Problem 1: In the text on forecasting cash flows, swap "uncertainty" for "volatility" and write out the part between "Forecasting cash flows" and "but is detailed.", inclusive.
Problem 2: According to the text on forecasting cash flows, at what level is the forecast made before being aggregated for the firm?
Problem 3: Carry on the text on forecasting cash flows from its final sentence.

Quoted passage:
== Segment start ==

Forecasting cash flows (medium-term)
Many firms have had to forecast their cash flows in order to understand their financing needs in the coming year and often to substantiate their application for CBILS loan. How can they arrive at a realistic sensible forecast in such times of uncertainty?
The short answer is that any forecast of the future will be wrong-but that we can get an idea of where we are headed. Provided we are clear about our assumptions we can track the main variables and adapt our response accordingly.
The approach we have adopted is not complex but is detailed.
Firstly, we recognise that the Covid/lockdown will affect all departments differently-so we forecast at department level then aggregate the firm.
We start with the budget income for each department for the coming year-month by month we then ask a simple question. For that department, for that month, what percentage of our budget do we expect to bill (collections come later)?

== Segment end ==

Listed entries:
== Segment start ==

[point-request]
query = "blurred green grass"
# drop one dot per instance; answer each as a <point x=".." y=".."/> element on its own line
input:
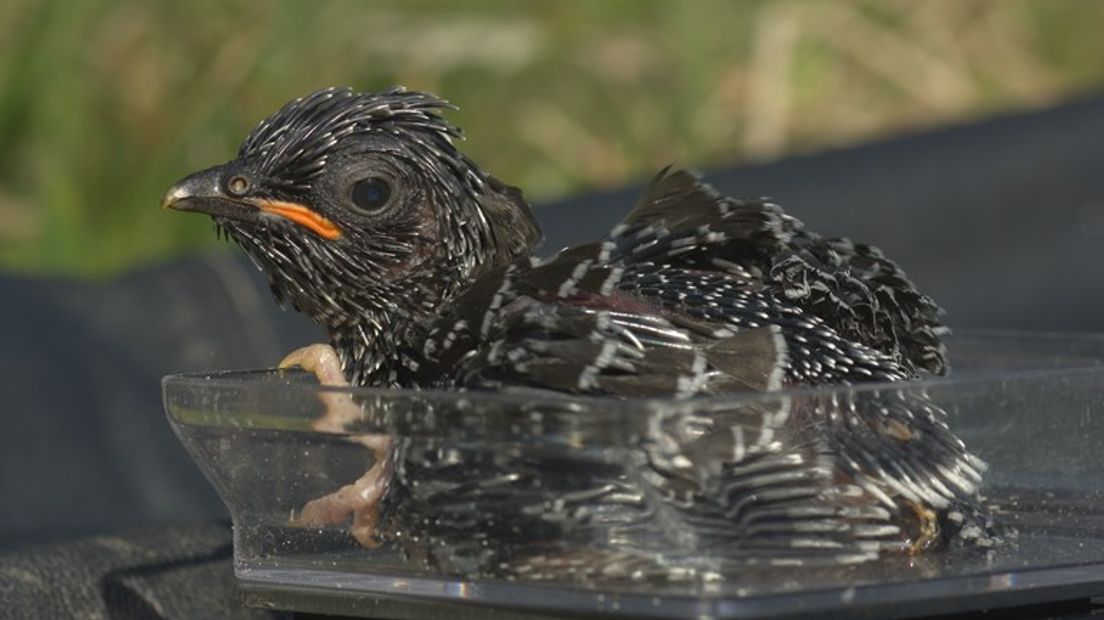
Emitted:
<point x="104" y="104"/>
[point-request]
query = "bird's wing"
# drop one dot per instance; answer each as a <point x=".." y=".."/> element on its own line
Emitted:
<point x="853" y="288"/>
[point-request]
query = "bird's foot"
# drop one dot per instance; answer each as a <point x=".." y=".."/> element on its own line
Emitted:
<point x="322" y="361"/>
<point x="361" y="499"/>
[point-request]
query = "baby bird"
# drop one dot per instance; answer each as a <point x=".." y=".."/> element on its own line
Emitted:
<point x="365" y="216"/>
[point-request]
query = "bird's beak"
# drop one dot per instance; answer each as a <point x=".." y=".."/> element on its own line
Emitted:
<point x="202" y="193"/>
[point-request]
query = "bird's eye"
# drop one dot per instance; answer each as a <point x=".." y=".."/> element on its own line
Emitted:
<point x="371" y="194"/>
<point x="237" y="185"/>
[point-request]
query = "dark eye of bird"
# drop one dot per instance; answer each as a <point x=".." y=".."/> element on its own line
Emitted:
<point x="371" y="193"/>
<point x="237" y="185"/>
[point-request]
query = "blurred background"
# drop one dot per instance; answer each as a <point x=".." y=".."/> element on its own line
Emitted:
<point x="964" y="137"/>
<point x="105" y="103"/>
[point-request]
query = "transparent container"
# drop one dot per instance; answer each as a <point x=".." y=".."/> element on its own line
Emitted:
<point x="486" y="491"/>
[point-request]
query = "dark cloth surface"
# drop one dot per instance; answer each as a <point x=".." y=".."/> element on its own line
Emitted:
<point x="167" y="573"/>
<point x="1001" y="222"/>
<point x="84" y="444"/>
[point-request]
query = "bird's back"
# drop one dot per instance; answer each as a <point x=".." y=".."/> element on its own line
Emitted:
<point x="691" y="294"/>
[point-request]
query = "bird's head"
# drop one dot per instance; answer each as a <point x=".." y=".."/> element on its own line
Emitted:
<point x="356" y="204"/>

== Segment end ==

Answer area 1:
Forecasting cash flows (medium-term)
Many firms have had to forecast their cash flows in order to understand their financing needs in the coming year and often to substantiate their application for CBILS loan. How can they arrive at a realistic sensible forecast in such times of volatility?
The short answer is that any forecast of the future will be wrong-but that we can get an idea of where we are headed. Provided we are clear about our assumptions we can track the main variables and adapt our response accordingly.
The approach we have adopted is not complex but is detailed.

Answer area 2: At department level.

Answer area 3:
Best done to the nearest 10%. Spurious exactness is unwarranted. This can be done in a simple spreadsheet and the calculations take only a few lines but can be very powerful.
This format allows us to track the accuracy of our forecasts and update them regularly by tracking the percentage achieved each month against a predetermined standard we can assess the impact in each area and make our staffing and resourcing decisions accordingly.
Any forecast about the future is bound to be wrong-they can only be as good as our assumptions, but this approach gives a logical framework to make decisions regarding funding and people.